Por Armando Janssens
¡Dividir es fácil, unir es
complejo! Tanto en nuestro país como en todo el mundo civilizado se puede
constatar este axioma. Todos los pueblos pretenden crear armonía a partir de su
lengua, su historia, su cultura, su religión, la bandera y el himno nacional
como expresión de su unidad. Pero todos deben igualmente reconocer que detrás y
debajo de este intento existen rupturas, divisiones, hasta abismos que abarcan
igualmente a las grandes mayorías. Hasta no pocas veces son como volcanes
aparentemente no activos pero en su interior guardan las tensiones de su origen
que en cualquier momento pueden explotar y explotan.
Cuando vemos el viejo
continente europeo constatamos lo que provocó en Alemania la Segunda Guerra
Mundial desde posiciones políticos-ideológicas, sigue presente y años más
tardes se expresa en nuevas fuerzas que interrumpen y dividen visiblemente el
tan apreciado modus vivendi construido desde la democracia. Y en España la
guerra civil de los años treinta que dividió el país en dos bandas
irrenunciables sigue actuando y en momentos menos esperados se manifiesten
visiblemente en posiciones y emociones.

● ● ● ● ● ● ●

■ Conjunto de tareas
A - Duplica fielmente el pasaje del extracto que va desde "Por Armando Janssens" hasta "explotar y explotan.", ambos inclusive.
B - Transcribe sin cambios las líneas de los registros desde la línea que contiene "# point at: deer in", incluida, hasta el final de los registros.
El extracto y los registros no guardan ninguna relación entre sí.

■ Conjunto de registros

● ● ● ● ● ● ●

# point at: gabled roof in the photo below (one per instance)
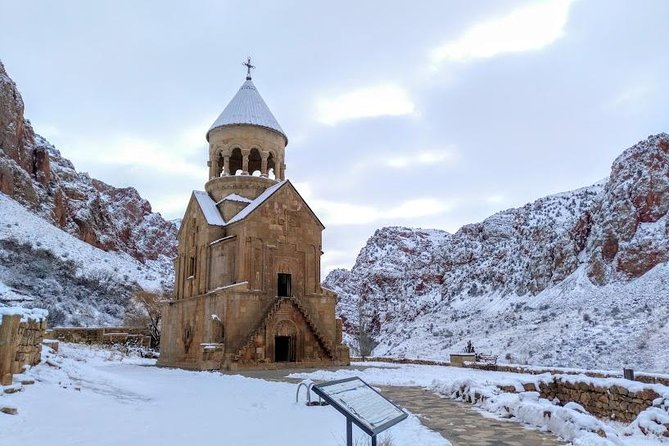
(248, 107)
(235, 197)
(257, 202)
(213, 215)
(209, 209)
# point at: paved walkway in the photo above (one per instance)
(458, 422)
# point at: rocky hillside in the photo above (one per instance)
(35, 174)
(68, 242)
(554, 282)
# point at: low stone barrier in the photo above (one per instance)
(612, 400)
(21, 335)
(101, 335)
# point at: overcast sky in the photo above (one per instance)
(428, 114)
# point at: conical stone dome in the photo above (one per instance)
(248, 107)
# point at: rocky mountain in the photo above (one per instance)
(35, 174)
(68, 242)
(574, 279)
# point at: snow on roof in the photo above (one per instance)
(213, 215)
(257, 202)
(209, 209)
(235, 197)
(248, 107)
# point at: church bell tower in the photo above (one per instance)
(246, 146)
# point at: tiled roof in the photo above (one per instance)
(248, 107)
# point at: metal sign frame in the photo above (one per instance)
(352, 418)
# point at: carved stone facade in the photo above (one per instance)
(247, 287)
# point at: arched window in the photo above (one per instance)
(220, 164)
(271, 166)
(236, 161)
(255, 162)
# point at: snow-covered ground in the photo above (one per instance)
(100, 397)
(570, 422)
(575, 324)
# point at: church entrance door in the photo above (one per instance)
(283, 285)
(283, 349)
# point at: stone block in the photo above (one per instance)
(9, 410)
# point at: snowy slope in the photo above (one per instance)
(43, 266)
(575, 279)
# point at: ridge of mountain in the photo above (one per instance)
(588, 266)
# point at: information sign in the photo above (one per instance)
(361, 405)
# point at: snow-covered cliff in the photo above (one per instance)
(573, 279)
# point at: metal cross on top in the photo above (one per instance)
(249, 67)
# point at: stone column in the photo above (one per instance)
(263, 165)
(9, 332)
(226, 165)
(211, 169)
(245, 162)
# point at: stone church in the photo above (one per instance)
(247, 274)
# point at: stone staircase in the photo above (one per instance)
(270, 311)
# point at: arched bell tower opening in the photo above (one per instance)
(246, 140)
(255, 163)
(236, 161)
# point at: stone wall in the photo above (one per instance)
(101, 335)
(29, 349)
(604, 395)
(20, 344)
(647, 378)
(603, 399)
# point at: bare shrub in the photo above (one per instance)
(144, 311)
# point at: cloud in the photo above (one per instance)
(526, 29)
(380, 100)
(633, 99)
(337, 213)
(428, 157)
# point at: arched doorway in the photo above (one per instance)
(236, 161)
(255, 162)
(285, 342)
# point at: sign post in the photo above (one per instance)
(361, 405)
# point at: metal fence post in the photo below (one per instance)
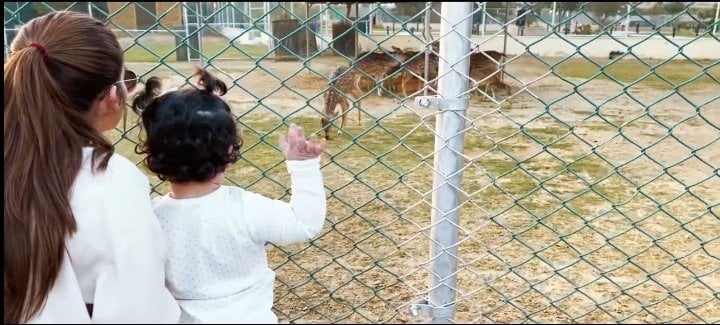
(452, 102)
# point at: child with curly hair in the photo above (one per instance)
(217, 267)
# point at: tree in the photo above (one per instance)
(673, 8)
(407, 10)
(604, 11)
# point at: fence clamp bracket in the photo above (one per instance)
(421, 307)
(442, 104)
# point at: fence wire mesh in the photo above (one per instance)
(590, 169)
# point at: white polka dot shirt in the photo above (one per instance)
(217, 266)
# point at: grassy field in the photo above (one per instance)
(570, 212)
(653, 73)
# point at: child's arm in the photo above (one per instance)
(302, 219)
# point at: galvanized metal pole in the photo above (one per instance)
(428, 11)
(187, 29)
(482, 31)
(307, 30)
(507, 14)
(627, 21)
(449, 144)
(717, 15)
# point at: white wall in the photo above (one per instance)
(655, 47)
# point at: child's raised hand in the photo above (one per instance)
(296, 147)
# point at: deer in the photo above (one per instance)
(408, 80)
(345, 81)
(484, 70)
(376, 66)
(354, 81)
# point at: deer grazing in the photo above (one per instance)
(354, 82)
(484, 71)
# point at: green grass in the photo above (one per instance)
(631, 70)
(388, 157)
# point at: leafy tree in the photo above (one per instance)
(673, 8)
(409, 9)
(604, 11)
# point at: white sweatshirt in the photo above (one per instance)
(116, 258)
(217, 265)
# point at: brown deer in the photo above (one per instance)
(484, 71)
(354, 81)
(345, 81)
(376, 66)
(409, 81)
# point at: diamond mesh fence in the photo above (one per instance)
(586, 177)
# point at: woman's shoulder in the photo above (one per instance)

● ● ● ● ● ● ●

■ Ejercicio resuelto
A -
Por Armando Janssens
¡Dividir es fácil, unir es
complejo! Tanto en nuestro país como en todo el mundo civilizado se puede
constatar este axioma. Todos los pueblos pretenden crear armonía a partir de su
lengua, su historia, su cultura, su religión, la bandera y el himno nacional
como expresión de su unidad. Pero todos deben igualmente reconocer que detrás y
debajo de este intento existen rupturas, divisiones, hasta abismos que abarcan
igualmente a las grandes mayorías. Hasta no pocas veces son como volcanes
aparentemente no activos pero en su interior guardan las tensiones de su origen
que en cualquier momento pueden explotar y explotan.

B -
# point at: deer in the photo above (one per instance)
(408, 80)
(345, 81)
(484, 70)
(376, 66)
(354, 81)
# point at: deer grazing in the photo above (one per instance)
(354, 82)
(484, 71)
# point at: green grass in the photo above (one per instance)
(631, 70)
(388, 157)
# point at: leafy tree in the photo above (one per instance)
(673, 8)
(409, 9)
(604, 11)
# point at: white sweatshirt in the photo above (one per instance)
(116, 258)
(217, 265)
# point at: brown deer in the photo above (one per instance)
(484, 71)
(354, 81)
(345, 81)
(376, 66)
(409, 81)
# point at: diamond mesh fence in the photo above (one per instance)
(586, 177)
# point at: woman's shoulder in the photo above (one per instance)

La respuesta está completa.